[Position annotation records]
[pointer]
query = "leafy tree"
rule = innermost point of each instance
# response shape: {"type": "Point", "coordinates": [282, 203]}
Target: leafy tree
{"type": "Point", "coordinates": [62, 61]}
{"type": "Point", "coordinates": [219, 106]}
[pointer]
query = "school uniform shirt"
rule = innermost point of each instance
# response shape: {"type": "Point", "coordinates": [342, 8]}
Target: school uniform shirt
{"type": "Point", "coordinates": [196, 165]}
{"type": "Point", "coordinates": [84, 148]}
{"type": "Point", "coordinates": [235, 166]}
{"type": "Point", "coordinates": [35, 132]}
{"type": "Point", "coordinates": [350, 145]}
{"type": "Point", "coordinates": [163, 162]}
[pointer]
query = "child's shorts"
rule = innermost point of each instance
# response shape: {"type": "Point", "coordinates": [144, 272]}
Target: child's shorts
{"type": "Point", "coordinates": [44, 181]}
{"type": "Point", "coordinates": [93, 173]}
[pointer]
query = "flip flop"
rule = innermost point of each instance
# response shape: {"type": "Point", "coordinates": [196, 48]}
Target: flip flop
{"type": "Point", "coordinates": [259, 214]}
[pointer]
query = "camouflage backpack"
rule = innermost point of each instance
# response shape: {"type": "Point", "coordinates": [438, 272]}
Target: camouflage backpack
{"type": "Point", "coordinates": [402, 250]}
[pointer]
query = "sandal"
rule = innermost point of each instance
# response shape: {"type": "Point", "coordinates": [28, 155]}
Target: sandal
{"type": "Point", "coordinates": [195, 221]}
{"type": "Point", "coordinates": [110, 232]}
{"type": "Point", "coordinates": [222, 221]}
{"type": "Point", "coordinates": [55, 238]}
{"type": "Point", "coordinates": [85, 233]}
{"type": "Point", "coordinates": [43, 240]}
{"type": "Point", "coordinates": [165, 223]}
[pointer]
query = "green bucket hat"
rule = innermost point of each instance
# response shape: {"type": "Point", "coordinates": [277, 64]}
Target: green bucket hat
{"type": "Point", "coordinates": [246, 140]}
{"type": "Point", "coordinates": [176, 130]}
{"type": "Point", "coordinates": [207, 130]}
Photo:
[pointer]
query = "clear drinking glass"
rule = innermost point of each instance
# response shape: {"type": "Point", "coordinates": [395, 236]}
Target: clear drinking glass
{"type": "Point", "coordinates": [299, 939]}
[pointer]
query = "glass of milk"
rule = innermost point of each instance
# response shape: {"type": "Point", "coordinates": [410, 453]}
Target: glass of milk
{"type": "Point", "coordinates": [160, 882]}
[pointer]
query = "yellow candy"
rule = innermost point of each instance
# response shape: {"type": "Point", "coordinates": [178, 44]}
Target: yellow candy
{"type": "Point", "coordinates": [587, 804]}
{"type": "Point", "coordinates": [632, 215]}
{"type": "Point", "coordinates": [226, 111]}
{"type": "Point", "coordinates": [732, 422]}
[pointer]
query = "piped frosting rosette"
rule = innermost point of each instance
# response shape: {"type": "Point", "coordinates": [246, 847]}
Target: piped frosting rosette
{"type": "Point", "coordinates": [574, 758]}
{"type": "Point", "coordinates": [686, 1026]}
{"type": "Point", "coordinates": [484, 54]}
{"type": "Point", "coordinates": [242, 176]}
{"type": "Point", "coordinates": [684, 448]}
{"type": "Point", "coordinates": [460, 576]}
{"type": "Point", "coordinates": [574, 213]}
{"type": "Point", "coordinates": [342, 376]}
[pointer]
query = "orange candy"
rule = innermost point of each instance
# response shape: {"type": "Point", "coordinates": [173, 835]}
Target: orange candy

What needs to be done>
Nothing in the listing may be changed; retype it all exactly.

Answer for this exercise>
[pointer]
query = "leafy tree"
rule = innermost point of each instance
# response shape: {"type": "Point", "coordinates": [282, 203]}
Target: leafy tree
{"type": "Point", "coordinates": [62, 61]}
{"type": "Point", "coordinates": [219, 106]}
[pointer]
query = "school uniform shirt"
rule = innermost point of each instance
# response shape: {"type": "Point", "coordinates": [342, 8]}
Target: school uniform shirt
{"type": "Point", "coordinates": [196, 165]}
{"type": "Point", "coordinates": [84, 148]}
{"type": "Point", "coordinates": [235, 166]}
{"type": "Point", "coordinates": [35, 132]}
{"type": "Point", "coordinates": [350, 145]}
{"type": "Point", "coordinates": [163, 162]}
[pointer]
query = "child's shorts"
rule = innermost point of each instance
# response shape: {"type": "Point", "coordinates": [144, 272]}
Target: child's shorts
{"type": "Point", "coordinates": [44, 181]}
{"type": "Point", "coordinates": [93, 173]}
[pointer]
query = "flip flop"
rule = innermost point of each instance
# response shape: {"type": "Point", "coordinates": [196, 48]}
Target: flip flop
{"type": "Point", "coordinates": [259, 214]}
[pointer]
query = "camouflage backpack"
rule = innermost point of each instance
# response shape: {"type": "Point", "coordinates": [438, 272]}
Target: camouflage backpack
{"type": "Point", "coordinates": [402, 250]}
[pointer]
query = "sandal"
rule = innermost point of each instance
# response shape: {"type": "Point", "coordinates": [28, 155]}
Target: sandal
{"type": "Point", "coordinates": [195, 221]}
{"type": "Point", "coordinates": [110, 232]}
{"type": "Point", "coordinates": [222, 221]}
{"type": "Point", "coordinates": [55, 238]}
{"type": "Point", "coordinates": [85, 233]}
{"type": "Point", "coordinates": [43, 240]}
{"type": "Point", "coordinates": [165, 223]}
[pointer]
query = "green bucket hat"
rule = innermost point of each instance
# response shape: {"type": "Point", "coordinates": [277, 64]}
Target: green bucket hat
{"type": "Point", "coordinates": [246, 140]}
{"type": "Point", "coordinates": [176, 130]}
{"type": "Point", "coordinates": [207, 130]}
Photo:
[pointer]
query = "clear drinking glass"
rule = innermost point of each instance
# response shape: {"type": "Point", "coordinates": [395, 236]}
Target: clear drinking glass
{"type": "Point", "coordinates": [299, 939]}
[pointer]
query = "glass of milk"
rule = innermost point of each instance
# response shape: {"type": "Point", "coordinates": [410, 453]}
Target: glass of milk
{"type": "Point", "coordinates": [160, 882]}
[pointer]
query = "yellow candy"
rule = innermost point of each instance
# response shape: {"type": "Point", "coordinates": [178, 44]}
Target: yellow candy
{"type": "Point", "coordinates": [587, 804]}
{"type": "Point", "coordinates": [632, 215]}
{"type": "Point", "coordinates": [226, 111]}
{"type": "Point", "coordinates": [732, 422]}
[pointer]
query = "piped frosting rosette"
rule = innermost point of each instance
# response shape: {"type": "Point", "coordinates": [246, 847]}
Target: piped frosting rosette
{"type": "Point", "coordinates": [574, 758]}
{"type": "Point", "coordinates": [686, 1026]}
{"type": "Point", "coordinates": [484, 54]}
{"type": "Point", "coordinates": [242, 176]}
{"type": "Point", "coordinates": [684, 448]}
{"type": "Point", "coordinates": [460, 576]}
{"type": "Point", "coordinates": [574, 213]}
{"type": "Point", "coordinates": [342, 376]}
[pointer]
query = "orange candy"
rule = innermost point of each instance
# response shape: {"type": "Point", "coordinates": [173, 835]}
Target: orange candy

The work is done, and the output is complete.